# [Extract provided]
▽
Laura Pincus, MD, is the Co-Director of the Cutaneous Lymphoma Clinic at the University of California, San Francisco. She presented an overview of treatment of cutaneous lymphoma and new therapies update. Conventional treatments for limited disease (patch stage CTCL) include topical steroids and topical nitrogen mustard, and treatments for widespread disease (patch/plaque stage CTCL) include
s narrow-band UVB and PUVA. Systemic therapies are needed in tumor stage disease, as skin-directed therapies are ineffective. These systemic therapies include radiotherapy, bexarotene, methotrexate, ECP, and chemotherapies. New treatments are targeted therapies against specific genetic mutations. Such mutations include aberrancies in T-cell receptor signaling, JAK/STAT pathway, NK-kB pathway, and epigenetic alterations. In her second lecture, Dr. Pincus discussed how to evaluate an erythrodermic patient to exclude CTCL. Dr. Pincus presented several case reports, which outlined her algorithm in the evaluation of these patients. She also presented a detailed differential diagnosis for adult erythroderma. Evaluation of adult erythroderma includes a detailed examination of the skin, peripheral blood, and lymph nodes. Dr. Pincus emphasized caution with TNF inhibitors in the setting of erythroderma and the use of PD-1 as a potentially helpful immunomarker.
△
# [Data shown]
▽
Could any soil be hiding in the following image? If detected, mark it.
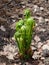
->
[0,0,49,65]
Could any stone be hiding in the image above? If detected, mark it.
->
[33,5,39,13]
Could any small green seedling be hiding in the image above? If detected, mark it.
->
[14,9,35,59]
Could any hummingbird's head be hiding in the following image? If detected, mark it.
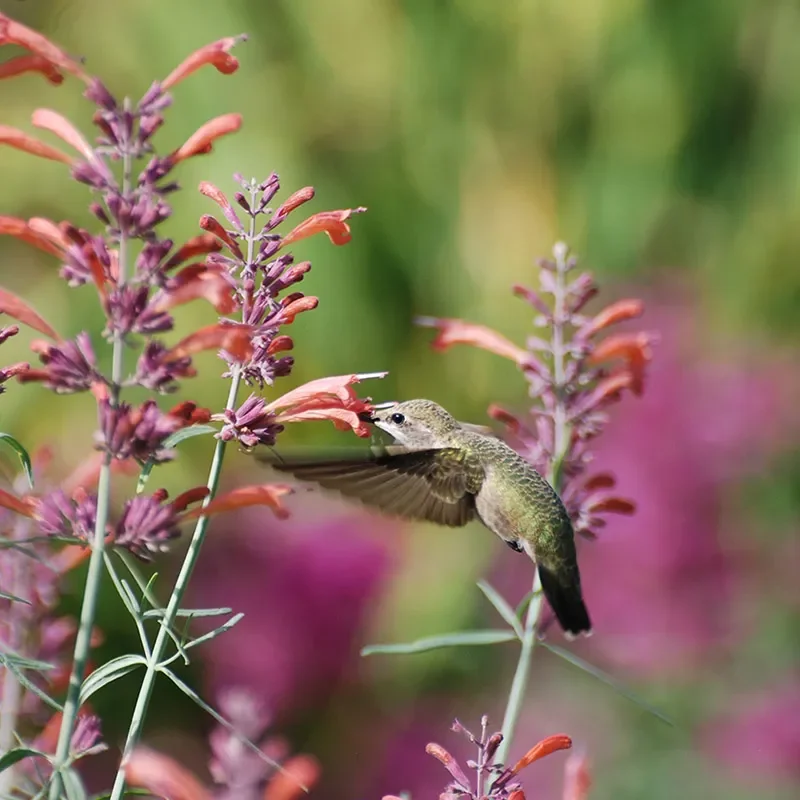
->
[369,400,459,448]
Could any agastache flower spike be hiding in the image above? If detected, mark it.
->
[383,716,572,800]
[418,244,656,538]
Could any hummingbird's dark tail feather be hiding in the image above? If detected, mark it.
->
[539,564,592,636]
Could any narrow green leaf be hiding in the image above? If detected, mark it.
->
[478,581,523,639]
[0,652,53,672]
[514,589,542,621]
[539,641,675,727]
[0,433,33,489]
[80,654,147,705]
[159,669,308,793]
[0,747,42,772]
[119,578,142,619]
[136,425,217,494]
[0,592,31,606]
[5,660,64,711]
[143,608,233,619]
[186,612,244,650]
[361,629,517,656]
[61,767,89,800]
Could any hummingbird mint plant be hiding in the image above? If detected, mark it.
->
[0,7,652,800]
[0,14,385,800]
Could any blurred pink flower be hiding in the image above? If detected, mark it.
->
[192,509,395,714]
[491,295,797,673]
[582,304,789,671]
[704,678,800,780]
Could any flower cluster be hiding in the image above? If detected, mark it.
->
[125,689,319,800]
[418,243,655,538]
[0,10,383,555]
[383,716,589,800]
[0,450,103,794]
[0,312,29,394]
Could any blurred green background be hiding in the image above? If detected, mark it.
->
[0,0,800,798]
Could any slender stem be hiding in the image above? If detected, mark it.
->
[110,371,241,800]
[49,145,132,800]
[0,517,31,797]
[109,190,256,800]
[497,246,569,764]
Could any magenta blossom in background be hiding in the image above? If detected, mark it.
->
[191,504,396,714]
[704,677,800,780]
[582,304,787,672]
[491,295,796,673]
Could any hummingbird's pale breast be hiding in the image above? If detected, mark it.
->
[266,400,591,634]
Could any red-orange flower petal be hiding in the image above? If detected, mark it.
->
[583,472,617,491]
[0,125,74,165]
[0,55,64,86]
[151,264,236,314]
[579,298,644,339]
[588,333,653,395]
[266,372,389,411]
[53,544,92,575]
[0,289,61,341]
[31,108,97,163]
[161,34,247,89]
[169,324,253,361]
[511,733,572,775]
[265,372,387,437]
[264,755,320,800]
[171,486,211,513]
[172,114,242,164]
[167,400,211,428]
[0,14,89,83]
[562,753,592,800]
[275,186,314,217]
[0,489,36,517]
[124,746,212,800]
[417,317,530,366]
[184,483,292,519]
[275,296,319,325]
[587,497,636,514]
[281,208,367,247]
[267,336,294,356]
[0,214,67,257]
[200,214,244,259]
[164,233,222,269]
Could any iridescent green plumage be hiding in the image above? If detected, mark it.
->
[271,400,591,634]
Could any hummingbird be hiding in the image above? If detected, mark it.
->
[269,400,591,637]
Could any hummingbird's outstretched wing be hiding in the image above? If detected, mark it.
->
[260,447,483,527]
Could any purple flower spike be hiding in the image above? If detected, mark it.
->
[106,285,173,336]
[214,394,283,447]
[36,489,97,541]
[114,491,180,561]
[98,400,181,464]
[32,332,100,394]
[69,713,108,758]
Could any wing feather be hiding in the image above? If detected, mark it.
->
[262,448,483,527]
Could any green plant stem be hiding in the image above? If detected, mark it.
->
[49,147,131,800]
[109,193,256,800]
[110,370,241,800]
[50,456,111,800]
[0,517,30,797]
[497,245,570,764]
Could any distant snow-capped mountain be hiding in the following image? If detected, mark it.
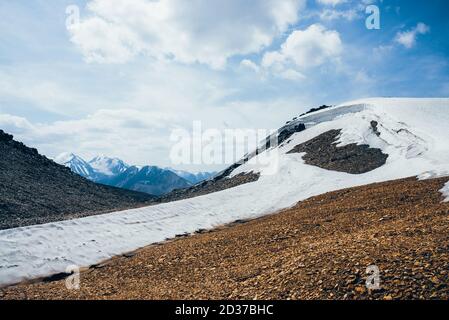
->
[110,166,192,196]
[54,152,96,180]
[55,153,215,196]
[89,155,129,176]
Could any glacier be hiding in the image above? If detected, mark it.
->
[0,98,449,286]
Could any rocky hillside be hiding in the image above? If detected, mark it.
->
[0,130,153,229]
[0,177,449,300]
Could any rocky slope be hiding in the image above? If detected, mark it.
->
[0,130,154,229]
[0,178,449,300]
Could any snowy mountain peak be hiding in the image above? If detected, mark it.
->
[54,152,94,178]
[89,155,129,176]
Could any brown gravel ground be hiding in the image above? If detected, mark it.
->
[0,178,449,300]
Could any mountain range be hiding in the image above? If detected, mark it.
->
[54,153,215,196]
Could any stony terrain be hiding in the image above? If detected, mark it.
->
[154,173,260,203]
[289,124,388,174]
[0,130,154,230]
[0,178,449,300]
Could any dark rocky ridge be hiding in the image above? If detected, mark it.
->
[0,130,154,230]
[155,172,260,202]
[288,129,388,174]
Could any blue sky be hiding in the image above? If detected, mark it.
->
[0,0,449,170]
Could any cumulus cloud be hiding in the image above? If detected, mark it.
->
[320,9,360,21]
[395,22,430,49]
[317,0,346,7]
[69,0,305,68]
[262,24,343,74]
[240,59,260,72]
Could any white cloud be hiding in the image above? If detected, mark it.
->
[317,0,346,7]
[69,0,305,68]
[279,69,306,81]
[395,22,430,49]
[320,9,360,21]
[262,24,343,70]
[240,59,260,72]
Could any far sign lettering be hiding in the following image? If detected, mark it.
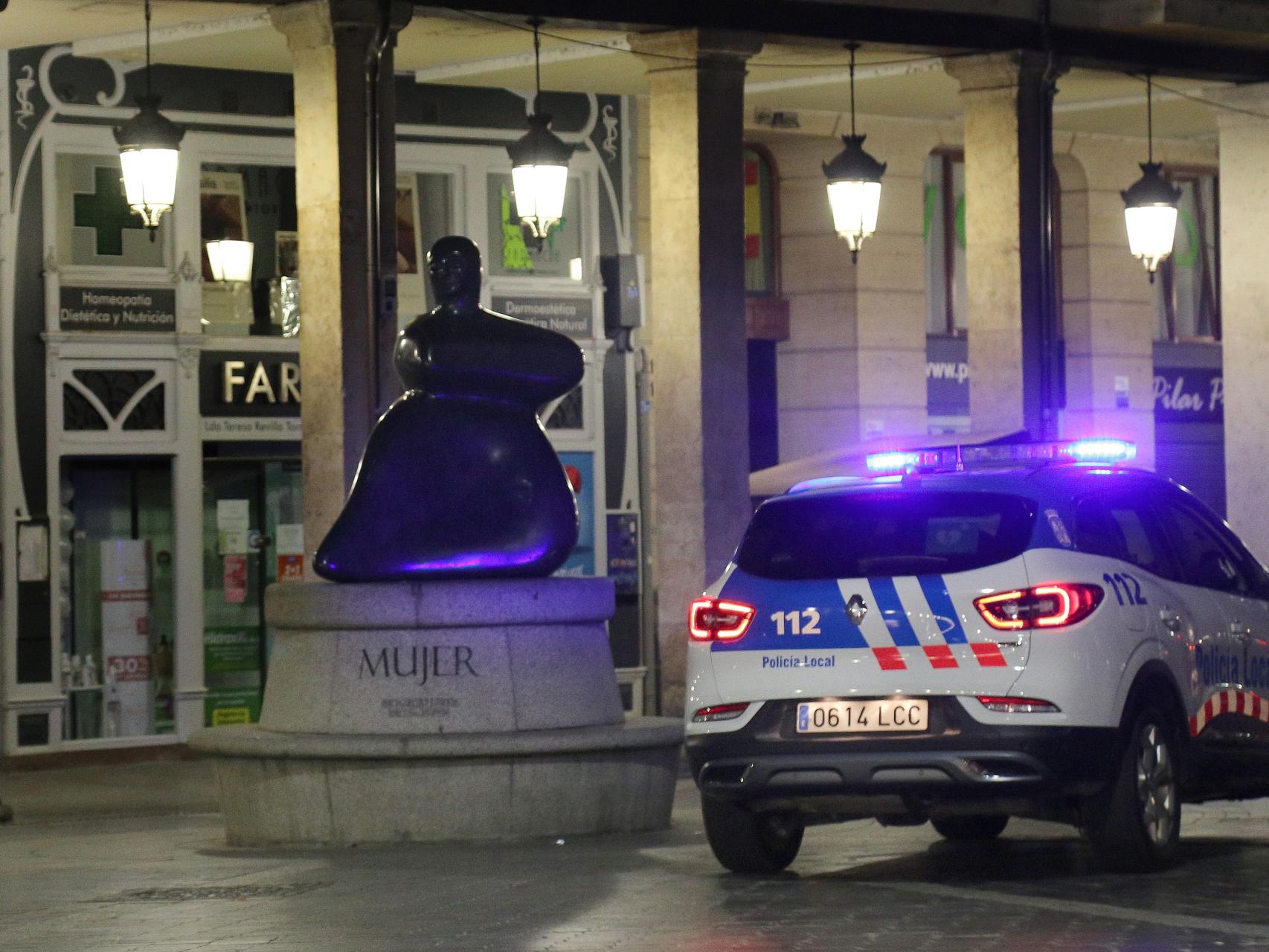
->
[198,350,302,419]
[221,361,300,405]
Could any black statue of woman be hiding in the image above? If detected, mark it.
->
[313,235,582,582]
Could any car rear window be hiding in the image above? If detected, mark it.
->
[736,491,1035,579]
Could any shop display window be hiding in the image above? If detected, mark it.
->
[198,162,300,336]
[58,458,176,740]
[397,171,454,321]
[485,171,586,283]
[1154,169,1221,340]
[203,457,304,727]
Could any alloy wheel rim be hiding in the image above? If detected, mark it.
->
[1137,724,1178,846]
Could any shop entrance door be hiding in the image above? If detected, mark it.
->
[203,457,303,727]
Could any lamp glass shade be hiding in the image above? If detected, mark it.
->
[207,239,255,280]
[119,149,180,228]
[829,180,881,251]
[115,95,185,232]
[512,165,568,237]
[1123,205,1176,273]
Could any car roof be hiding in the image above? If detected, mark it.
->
[771,463,1176,504]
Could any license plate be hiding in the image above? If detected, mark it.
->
[797,698,930,733]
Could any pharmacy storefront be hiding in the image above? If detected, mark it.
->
[0,47,647,754]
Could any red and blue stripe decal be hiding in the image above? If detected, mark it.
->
[710,570,1009,672]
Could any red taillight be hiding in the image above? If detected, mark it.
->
[692,701,749,724]
[974,582,1103,631]
[978,695,1060,713]
[688,598,756,641]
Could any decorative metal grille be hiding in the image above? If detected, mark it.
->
[74,370,161,419]
[62,383,109,431]
[123,383,166,431]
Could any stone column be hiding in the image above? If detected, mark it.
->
[1211,83,1269,561]
[629,30,762,713]
[944,52,1056,438]
[270,0,412,573]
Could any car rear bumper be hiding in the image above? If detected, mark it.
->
[688,698,1118,803]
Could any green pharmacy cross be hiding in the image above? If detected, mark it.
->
[75,165,144,255]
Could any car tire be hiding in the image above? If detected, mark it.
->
[1082,706,1181,872]
[701,796,806,876]
[930,814,1009,843]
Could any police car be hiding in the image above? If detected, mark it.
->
[687,440,1269,873]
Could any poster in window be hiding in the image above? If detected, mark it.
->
[485,171,584,280]
[396,176,428,314]
[198,170,251,327]
[273,231,300,278]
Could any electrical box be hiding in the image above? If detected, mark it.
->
[599,255,643,336]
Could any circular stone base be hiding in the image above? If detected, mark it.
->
[190,579,683,846]
[190,717,683,846]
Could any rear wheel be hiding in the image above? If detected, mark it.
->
[701,797,806,875]
[1084,707,1181,872]
[930,814,1009,843]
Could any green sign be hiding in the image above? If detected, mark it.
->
[203,625,261,727]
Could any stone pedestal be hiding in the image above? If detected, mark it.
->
[190,579,683,846]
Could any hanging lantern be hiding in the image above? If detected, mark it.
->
[207,239,255,282]
[507,18,572,248]
[823,43,886,262]
[115,0,185,241]
[1119,75,1181,283]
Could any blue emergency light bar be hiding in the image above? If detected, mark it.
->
[865,438,1137,474]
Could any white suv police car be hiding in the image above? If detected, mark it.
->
[687,440,1269,873]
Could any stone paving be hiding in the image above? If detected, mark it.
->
[0,763,1269,952]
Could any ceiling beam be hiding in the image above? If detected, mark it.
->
[414,33,631,83]
[446,0,1269,83]
[745,56,943,94]
[1053,83,1228,113]
[71,10,270,56]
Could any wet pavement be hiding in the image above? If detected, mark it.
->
[0,762,1269,952]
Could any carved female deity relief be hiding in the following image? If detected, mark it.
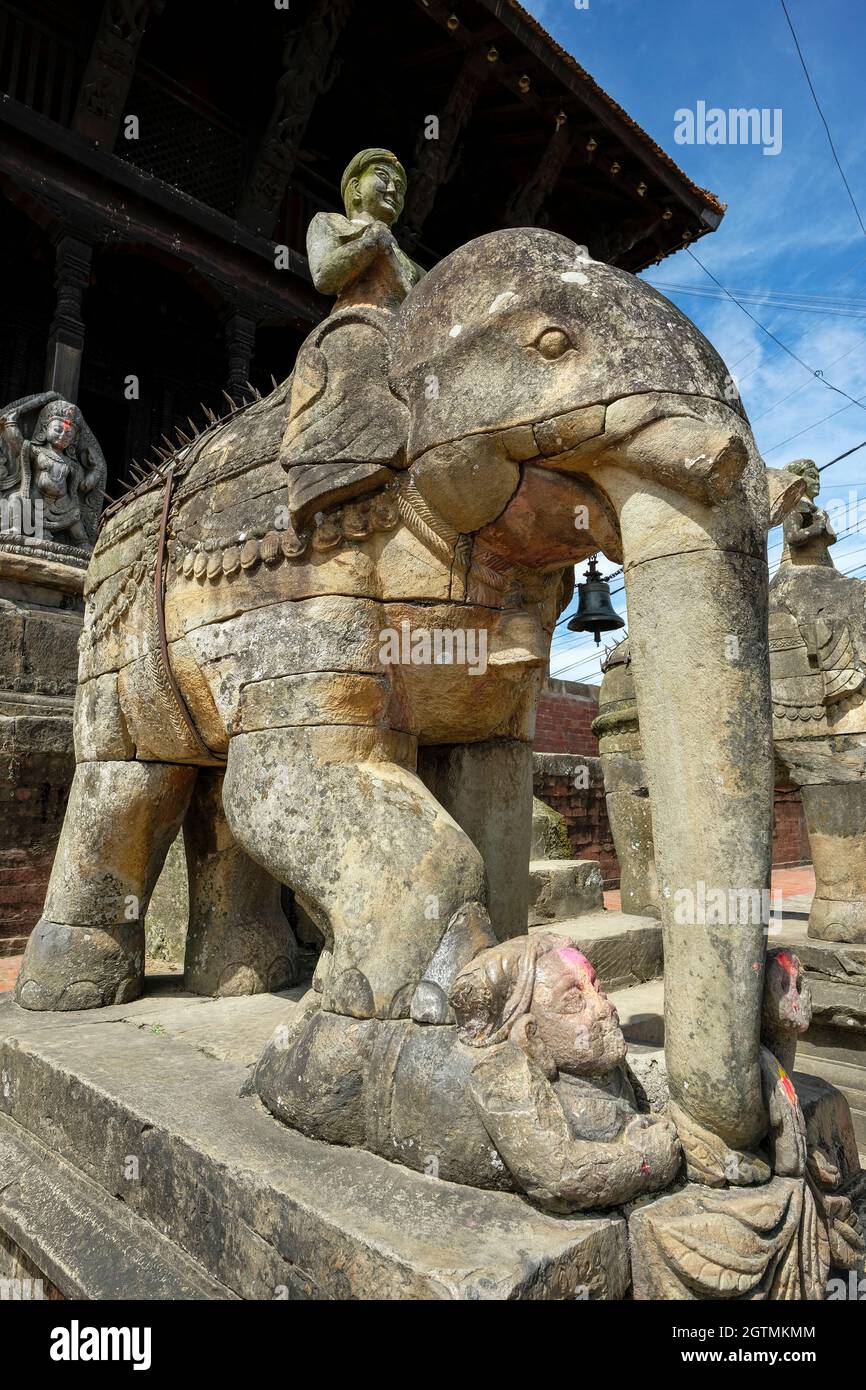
△
# [Questions]
- 1) Using the lecture summary, answer each question.
(a) Which clinic does Laura Pincus co-direct?
(b) Why are systemic therapies needed in tumor stage disease?
(c) What does the evaluation of adult erythroderma include?
- 2) For each statement, say whether the lecture summary supports it, and quote the words that decide it.
(a) Topical steroids are a conventional treatment for limited disease.
(b) Dr. Pincus recommended TNF inhibitors for patients with erythroderma.
(c) Chemotherapies are among the systemic therapies listed.

# [Answers given]
- 1)
(a) The Cutaneous Lymphoma Clinic at the University of California, San Francisco.
(b) Skin-directed therapies are ineffective in tumor stage disease.
(c) A detailed examination of the skin, peripheral blood, and lymph nodes.

- 2)
(a) Yes: "Conventional treatments for limited disease (patch stage CTCL) include topical steroids and topical nitrogen mustard"
(b) No: "Dr. Pincus emphasized caution with TNF inhibitors in the setting of erythroderma"
(c) Yes: "These systemic therapies include radiotherapy, bexarotene, methotrexate, ECP, and chemotherapies."